--- Opdrachten ---
1: Neem uit het besluit woordelijk alles over vanaf "Gelet op artikel" tot en met "2006, L 374).".
2: Beantwoord op basis van het besluit de volgende vragen:
(a) Op welke datum is het besluit genomen?
(b) In welke plaats is TNO Certification gevestigd?
(c) Van welke datum is Richtlijn 2006/95/EG?

Besluit van de Minister van Volksgezondheid, Welzijn en Sport van 24 juli 2014, 648587-124347-VGP, houdende intrekking van de aanwijzing van TNO Certification te Niekerk als keuringsinstantie op grond van het Warenwetbesluit elektrotechnische produkten

De Minister van Volksgezondheid, Welzijn en Sport,

Gelet op artikel 6, eerste lid, onder b, van het Warenwetbesluit elektronische produkten;

Besluit:

Artikel 1

In dit besluit wordt verstaan onder richtlijn: Richtlijn 2006/95/EG van het Europees Parlement en de Raad van 12 december 2006 betreffende de onderlinge aanpassing van de wettelijke voorschriften der lidstaten inzake elektrisch materiaal bestemd voor gebruik binnen bepaalde spanningsgrenzen (PbEU 2006, L 374).

--- Aangeleverde gegevens ---
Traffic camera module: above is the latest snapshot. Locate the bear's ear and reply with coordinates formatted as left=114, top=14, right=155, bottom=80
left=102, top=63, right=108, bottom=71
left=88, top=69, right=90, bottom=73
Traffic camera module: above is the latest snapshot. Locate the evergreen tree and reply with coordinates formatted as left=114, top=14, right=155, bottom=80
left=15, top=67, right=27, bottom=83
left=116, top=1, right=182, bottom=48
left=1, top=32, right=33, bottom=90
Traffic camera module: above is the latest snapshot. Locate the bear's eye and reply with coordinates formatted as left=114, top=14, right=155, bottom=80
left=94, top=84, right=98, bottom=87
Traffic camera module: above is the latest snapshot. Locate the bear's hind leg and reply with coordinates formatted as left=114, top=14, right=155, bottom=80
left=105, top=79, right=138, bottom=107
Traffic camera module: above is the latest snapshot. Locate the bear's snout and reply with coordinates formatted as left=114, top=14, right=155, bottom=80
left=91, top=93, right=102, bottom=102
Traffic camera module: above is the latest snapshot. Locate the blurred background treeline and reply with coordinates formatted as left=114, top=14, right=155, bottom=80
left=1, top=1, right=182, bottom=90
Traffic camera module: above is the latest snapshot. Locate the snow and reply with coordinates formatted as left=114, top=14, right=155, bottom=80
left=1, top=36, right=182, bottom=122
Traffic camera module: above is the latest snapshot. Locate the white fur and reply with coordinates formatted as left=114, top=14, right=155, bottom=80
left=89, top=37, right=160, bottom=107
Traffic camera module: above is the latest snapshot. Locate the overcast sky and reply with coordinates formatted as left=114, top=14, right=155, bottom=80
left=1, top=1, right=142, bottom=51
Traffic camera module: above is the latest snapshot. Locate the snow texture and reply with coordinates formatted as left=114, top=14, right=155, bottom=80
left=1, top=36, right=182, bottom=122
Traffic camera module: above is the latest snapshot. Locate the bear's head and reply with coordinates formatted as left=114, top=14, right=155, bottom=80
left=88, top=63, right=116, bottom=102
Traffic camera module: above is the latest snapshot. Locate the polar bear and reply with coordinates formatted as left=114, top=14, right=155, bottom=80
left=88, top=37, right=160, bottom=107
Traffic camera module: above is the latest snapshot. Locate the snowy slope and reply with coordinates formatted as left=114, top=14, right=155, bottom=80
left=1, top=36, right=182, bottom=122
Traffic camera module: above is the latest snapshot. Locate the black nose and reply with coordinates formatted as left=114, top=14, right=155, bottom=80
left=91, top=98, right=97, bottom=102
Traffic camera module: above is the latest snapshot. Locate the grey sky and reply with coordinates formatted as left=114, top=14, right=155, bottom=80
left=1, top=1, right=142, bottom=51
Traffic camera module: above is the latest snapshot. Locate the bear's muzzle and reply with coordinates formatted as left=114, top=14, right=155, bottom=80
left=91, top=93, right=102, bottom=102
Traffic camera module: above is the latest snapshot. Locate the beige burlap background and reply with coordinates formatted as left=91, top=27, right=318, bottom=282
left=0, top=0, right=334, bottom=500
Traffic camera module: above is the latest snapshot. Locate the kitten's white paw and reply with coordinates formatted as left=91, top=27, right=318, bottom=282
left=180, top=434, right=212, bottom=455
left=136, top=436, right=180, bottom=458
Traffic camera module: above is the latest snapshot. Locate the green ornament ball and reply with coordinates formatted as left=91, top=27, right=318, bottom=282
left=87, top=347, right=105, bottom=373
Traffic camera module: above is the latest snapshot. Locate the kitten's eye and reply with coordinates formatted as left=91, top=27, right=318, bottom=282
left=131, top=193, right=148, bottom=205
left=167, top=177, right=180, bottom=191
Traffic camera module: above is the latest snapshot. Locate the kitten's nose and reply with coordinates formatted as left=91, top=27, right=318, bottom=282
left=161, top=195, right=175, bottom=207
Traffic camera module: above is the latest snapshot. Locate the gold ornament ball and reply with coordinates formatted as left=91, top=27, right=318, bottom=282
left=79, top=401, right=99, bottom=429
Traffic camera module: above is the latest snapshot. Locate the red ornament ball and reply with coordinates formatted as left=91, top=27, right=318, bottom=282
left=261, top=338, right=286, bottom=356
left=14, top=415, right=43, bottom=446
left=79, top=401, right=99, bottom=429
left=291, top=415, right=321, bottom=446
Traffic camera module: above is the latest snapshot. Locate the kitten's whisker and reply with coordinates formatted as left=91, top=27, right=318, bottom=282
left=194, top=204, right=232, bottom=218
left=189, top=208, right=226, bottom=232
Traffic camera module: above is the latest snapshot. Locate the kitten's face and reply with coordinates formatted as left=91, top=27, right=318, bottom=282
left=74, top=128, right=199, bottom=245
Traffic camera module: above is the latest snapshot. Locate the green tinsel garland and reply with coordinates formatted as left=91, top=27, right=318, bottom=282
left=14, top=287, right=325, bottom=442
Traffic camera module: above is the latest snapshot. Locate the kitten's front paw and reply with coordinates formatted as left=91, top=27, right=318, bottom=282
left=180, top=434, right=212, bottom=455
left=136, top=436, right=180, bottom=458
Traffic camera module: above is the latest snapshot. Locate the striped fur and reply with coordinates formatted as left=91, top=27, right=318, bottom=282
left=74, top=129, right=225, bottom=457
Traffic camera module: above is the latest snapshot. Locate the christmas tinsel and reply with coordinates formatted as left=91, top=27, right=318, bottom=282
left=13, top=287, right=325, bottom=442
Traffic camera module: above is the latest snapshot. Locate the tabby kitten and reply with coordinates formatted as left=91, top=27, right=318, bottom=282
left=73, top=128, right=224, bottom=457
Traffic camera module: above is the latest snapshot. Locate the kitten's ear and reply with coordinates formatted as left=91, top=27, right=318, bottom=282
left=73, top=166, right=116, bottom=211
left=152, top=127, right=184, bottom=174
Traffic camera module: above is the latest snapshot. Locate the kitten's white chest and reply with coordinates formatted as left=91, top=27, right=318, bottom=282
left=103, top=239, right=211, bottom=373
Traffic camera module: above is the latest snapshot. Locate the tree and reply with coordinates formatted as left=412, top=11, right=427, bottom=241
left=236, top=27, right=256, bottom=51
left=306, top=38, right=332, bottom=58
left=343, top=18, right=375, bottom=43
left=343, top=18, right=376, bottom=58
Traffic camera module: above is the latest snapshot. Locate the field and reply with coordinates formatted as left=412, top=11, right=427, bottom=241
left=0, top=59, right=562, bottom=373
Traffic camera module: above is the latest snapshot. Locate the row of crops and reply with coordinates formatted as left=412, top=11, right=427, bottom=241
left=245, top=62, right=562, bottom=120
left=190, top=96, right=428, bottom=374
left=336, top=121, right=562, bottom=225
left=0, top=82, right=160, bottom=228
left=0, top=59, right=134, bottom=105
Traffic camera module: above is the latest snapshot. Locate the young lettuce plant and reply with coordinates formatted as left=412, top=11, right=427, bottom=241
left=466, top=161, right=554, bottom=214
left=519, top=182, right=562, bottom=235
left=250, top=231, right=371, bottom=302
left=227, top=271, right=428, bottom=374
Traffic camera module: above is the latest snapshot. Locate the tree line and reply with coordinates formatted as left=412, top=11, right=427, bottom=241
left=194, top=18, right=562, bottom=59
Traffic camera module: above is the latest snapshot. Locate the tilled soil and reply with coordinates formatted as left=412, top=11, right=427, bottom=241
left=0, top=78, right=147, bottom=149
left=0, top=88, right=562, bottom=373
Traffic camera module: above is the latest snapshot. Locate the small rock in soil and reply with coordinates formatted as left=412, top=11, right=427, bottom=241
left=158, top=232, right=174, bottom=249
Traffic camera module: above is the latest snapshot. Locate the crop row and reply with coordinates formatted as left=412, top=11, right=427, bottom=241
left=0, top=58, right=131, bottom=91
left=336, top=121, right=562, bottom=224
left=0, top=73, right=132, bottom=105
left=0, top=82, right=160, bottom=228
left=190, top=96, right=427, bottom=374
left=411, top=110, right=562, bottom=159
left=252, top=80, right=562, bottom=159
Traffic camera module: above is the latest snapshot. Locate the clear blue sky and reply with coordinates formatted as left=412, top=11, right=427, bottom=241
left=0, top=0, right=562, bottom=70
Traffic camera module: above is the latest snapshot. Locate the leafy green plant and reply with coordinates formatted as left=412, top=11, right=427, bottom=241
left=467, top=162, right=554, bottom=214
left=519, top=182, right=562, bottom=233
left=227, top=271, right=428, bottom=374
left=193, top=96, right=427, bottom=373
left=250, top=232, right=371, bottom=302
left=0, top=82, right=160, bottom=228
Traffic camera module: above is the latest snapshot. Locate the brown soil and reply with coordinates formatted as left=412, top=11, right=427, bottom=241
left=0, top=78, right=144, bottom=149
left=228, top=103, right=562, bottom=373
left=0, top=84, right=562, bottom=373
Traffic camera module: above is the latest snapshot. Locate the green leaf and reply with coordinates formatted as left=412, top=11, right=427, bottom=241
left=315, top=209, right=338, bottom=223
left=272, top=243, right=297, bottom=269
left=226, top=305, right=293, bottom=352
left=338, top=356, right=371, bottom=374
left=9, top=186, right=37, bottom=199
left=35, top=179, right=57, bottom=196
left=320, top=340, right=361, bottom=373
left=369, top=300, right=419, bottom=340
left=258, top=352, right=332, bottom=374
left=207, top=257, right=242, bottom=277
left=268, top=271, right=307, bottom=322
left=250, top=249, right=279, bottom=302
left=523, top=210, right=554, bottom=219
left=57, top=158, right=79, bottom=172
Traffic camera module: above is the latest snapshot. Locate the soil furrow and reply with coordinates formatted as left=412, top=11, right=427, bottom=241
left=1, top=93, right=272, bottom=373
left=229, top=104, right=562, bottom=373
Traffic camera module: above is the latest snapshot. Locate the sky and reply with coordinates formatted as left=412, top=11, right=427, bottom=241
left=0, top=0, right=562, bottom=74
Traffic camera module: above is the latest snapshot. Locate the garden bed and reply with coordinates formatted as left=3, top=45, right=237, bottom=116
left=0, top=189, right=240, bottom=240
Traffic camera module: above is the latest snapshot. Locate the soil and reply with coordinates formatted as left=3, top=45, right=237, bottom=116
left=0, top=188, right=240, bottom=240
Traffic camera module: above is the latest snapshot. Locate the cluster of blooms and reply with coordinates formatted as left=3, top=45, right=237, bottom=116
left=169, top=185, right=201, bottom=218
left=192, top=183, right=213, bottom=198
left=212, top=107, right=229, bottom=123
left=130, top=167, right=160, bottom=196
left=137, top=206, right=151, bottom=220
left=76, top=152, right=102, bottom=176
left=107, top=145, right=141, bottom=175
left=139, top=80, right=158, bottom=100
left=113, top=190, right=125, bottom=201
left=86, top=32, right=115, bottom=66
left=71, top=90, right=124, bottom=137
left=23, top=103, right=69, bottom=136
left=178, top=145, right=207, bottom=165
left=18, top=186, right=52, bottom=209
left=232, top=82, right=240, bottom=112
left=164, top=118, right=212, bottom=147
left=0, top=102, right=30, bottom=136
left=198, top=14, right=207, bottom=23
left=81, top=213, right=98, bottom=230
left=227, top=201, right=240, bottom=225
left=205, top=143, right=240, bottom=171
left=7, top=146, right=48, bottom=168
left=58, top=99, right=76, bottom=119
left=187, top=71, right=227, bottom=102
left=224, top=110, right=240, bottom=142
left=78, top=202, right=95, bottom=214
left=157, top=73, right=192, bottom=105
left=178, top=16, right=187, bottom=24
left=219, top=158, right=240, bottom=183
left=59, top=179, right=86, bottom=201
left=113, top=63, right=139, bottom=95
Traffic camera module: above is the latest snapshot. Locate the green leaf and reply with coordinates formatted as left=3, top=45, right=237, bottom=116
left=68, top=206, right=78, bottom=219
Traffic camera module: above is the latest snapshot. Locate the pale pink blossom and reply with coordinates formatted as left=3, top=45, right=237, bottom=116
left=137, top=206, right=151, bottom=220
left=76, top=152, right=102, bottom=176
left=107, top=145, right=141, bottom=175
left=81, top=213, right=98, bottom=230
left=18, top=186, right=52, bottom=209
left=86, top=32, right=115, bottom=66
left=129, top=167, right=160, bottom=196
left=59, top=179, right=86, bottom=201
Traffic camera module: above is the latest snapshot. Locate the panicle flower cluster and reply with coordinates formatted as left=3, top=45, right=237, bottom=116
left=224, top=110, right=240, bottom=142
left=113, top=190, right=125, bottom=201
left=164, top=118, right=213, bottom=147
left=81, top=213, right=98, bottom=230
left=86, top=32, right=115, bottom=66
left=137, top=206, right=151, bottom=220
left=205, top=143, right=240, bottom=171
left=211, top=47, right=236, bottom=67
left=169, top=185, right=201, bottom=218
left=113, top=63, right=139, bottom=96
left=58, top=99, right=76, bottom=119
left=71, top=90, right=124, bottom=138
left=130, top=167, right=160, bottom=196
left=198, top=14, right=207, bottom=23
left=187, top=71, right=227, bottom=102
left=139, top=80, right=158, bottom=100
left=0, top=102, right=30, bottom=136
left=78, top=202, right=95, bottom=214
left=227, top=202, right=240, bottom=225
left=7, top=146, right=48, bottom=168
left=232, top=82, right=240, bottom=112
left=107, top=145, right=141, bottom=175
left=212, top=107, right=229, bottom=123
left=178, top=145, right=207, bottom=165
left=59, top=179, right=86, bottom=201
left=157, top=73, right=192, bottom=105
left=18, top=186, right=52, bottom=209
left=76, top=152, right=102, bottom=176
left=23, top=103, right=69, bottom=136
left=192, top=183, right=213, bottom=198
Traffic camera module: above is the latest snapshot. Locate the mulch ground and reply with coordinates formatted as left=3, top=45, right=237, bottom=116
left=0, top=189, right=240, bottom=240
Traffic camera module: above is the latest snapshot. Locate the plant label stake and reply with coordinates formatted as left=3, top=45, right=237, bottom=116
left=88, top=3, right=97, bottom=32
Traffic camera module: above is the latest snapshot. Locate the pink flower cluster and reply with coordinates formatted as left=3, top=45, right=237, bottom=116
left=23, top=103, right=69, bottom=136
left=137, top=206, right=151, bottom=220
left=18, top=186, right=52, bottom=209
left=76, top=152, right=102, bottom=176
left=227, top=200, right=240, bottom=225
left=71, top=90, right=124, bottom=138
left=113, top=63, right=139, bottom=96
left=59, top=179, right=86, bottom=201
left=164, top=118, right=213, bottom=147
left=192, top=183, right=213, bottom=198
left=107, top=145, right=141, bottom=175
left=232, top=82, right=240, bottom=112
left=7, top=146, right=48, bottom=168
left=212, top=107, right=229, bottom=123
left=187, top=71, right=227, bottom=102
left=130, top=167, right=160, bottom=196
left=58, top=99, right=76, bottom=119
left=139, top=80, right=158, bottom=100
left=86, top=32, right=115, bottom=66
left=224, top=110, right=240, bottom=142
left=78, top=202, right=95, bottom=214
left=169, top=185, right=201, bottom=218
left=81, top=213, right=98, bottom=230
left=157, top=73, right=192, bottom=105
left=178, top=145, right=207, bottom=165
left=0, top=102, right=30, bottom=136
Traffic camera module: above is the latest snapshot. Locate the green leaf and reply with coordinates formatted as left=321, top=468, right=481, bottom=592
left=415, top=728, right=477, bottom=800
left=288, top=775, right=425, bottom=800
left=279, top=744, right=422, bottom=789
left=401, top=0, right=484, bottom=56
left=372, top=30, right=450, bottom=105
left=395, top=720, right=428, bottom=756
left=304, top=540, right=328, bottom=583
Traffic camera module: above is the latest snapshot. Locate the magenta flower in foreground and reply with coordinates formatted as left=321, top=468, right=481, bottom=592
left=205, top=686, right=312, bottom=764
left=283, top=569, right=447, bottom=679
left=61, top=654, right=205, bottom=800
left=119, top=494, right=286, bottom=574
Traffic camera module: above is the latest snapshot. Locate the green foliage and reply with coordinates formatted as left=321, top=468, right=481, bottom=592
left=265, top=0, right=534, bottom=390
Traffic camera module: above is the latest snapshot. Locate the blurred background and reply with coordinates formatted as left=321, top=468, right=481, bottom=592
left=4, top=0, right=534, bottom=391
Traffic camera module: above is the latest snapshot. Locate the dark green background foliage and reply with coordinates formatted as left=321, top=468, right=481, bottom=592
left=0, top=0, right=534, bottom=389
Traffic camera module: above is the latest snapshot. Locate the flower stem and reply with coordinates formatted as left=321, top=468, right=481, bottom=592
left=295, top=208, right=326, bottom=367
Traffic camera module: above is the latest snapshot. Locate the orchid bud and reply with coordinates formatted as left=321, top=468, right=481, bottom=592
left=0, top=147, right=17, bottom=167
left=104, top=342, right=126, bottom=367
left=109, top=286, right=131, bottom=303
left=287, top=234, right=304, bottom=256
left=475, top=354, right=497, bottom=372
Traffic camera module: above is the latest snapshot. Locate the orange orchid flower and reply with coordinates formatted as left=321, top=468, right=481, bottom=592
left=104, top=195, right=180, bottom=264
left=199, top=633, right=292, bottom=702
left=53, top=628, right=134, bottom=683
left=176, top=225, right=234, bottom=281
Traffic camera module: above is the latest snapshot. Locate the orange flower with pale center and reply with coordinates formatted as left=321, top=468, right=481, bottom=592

--- Jouw antwoorden ---
1:
Gelet op artikel 6, eerste lid, onder b, van het Warenwetbesluit elektronische produkten;

Besluit:

Artikel 1

In dit besluit wordt verstaan onder richtlijn: Richtlijn 2006/95/EG van het Europees Parlement en de Raad van 12 december 2006 betreffende de onderlinge aanpassing van de wettelijke voorschriften der lidstaten inzake elektrisch materiaal bestemd voor gebruik binnen bepaalde spanningsgrenzen (PbEU 2006, L 374).

2:
(a) 24 juli 2014
(b) Niekerk
(c) 12 december 2006